ARTIKEL |
======

Sosok Anak Tukang Ojek di Garut yang Kini Raih Doktor Kimia Termuda, Dulu Pernah Diremehkan Tetangga

Inilah sosok anak tukang ojek yang kini raih doktor kimia termuda. Dulu dia pernah diremehkan oleh tetangganya.

Editor: Januar
Tribunnews.com/ist
Sosok Wiwit Nur Hidayah anak tukang ojek di Garut yang berhasil meraih gelar doktor kimia termuda 

TRIBUNJATIM.COM- Inilah sosok anak tukang ojek yang kini raih doktor kimia termuda.

Dulu dia pernah diremehkan oleh tetangganya.

Faktanya, kini dia sudah membuktikan segalanya.

Bisa membanggakan orangtua, anak tukang ojek di Garut ini berhasil meraih gelar doktor kimia termuda.

======

DATA TERCATAT |
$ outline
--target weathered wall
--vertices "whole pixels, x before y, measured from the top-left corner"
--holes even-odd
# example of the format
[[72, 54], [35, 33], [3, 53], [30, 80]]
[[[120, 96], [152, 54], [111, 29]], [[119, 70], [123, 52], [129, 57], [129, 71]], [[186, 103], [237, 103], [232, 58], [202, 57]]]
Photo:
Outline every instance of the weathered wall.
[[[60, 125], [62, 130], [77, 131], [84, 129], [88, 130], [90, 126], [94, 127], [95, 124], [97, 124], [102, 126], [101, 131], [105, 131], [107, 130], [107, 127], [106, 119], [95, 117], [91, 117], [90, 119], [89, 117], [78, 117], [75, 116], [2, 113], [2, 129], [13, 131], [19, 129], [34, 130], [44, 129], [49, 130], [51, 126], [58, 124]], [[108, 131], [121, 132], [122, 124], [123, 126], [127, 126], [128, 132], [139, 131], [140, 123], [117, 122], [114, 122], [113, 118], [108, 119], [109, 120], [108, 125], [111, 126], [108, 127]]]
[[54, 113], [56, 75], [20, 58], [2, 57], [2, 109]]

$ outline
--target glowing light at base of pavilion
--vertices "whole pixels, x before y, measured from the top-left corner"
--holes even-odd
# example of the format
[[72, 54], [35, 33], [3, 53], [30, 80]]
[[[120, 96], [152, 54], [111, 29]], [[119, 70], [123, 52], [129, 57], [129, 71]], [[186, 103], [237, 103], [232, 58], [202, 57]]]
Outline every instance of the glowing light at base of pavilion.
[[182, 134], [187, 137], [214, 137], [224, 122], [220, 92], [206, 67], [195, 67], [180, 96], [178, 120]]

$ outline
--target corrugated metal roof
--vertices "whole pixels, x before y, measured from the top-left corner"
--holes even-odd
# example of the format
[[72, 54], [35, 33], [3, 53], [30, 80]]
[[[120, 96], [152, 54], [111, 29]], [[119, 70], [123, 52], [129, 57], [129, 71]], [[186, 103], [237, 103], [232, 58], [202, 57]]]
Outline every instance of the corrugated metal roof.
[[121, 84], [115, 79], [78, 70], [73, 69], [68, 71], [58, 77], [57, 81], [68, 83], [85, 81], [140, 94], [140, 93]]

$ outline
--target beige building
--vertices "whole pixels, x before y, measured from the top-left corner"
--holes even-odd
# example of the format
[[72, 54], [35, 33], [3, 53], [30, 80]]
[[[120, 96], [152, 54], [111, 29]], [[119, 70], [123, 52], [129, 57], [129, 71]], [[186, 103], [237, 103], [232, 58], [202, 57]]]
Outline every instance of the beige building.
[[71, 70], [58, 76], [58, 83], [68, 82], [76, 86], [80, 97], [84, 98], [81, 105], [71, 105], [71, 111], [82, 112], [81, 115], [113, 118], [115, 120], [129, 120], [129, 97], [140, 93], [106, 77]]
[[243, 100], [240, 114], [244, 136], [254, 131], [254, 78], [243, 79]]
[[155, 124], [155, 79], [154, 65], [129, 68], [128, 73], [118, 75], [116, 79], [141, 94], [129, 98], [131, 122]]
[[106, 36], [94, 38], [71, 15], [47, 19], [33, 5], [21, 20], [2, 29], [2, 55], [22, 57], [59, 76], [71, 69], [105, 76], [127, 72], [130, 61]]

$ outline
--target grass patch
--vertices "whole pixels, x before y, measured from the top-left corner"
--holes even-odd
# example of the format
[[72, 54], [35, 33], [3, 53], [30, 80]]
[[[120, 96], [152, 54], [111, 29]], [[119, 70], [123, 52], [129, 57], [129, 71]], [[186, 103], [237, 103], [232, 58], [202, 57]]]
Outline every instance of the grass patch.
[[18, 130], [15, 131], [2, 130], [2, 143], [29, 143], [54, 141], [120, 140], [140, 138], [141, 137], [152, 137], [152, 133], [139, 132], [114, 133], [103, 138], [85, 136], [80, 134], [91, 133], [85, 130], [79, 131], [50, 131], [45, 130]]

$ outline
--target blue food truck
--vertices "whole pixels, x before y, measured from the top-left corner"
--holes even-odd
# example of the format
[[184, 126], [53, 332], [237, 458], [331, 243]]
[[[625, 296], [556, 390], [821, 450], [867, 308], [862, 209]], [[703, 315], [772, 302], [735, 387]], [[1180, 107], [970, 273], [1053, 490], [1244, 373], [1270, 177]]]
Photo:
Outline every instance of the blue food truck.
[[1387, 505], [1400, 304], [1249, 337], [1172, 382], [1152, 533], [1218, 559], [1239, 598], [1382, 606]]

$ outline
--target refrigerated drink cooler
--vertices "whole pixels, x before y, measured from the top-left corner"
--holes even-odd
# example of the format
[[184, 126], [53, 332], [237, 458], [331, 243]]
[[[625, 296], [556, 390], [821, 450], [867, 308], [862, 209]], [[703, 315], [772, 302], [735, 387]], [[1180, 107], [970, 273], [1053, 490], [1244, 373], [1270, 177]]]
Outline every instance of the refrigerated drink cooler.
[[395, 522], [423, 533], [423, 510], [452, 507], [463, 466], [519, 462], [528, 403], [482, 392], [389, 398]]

======

SOAL TUGAS | Bisakah Anda melanjutkan artikel tentang anak tukang ojek di Garut yang meraih gelar doktor kimia termuda, dimulai sesudah kalimat terakhirnya?

JAWABAN DI BAWAH |
Dilansir dari TribunTrends, sang ayah bernama Wagiman (51) yang berprofesi sebagai tukang ojek tentu merasa begitu bangga karena prestasi sang anak.

Namun prestasi yang didapatkannya kini tentu tak luput dari beberapa rintangan.

Salah satunya cibiran buruk dari para tetangga.

Mencari nama “Mas Ojek” di Desa Mekarsari, Kecamatan Bayongbong, tidak terlalu sulit.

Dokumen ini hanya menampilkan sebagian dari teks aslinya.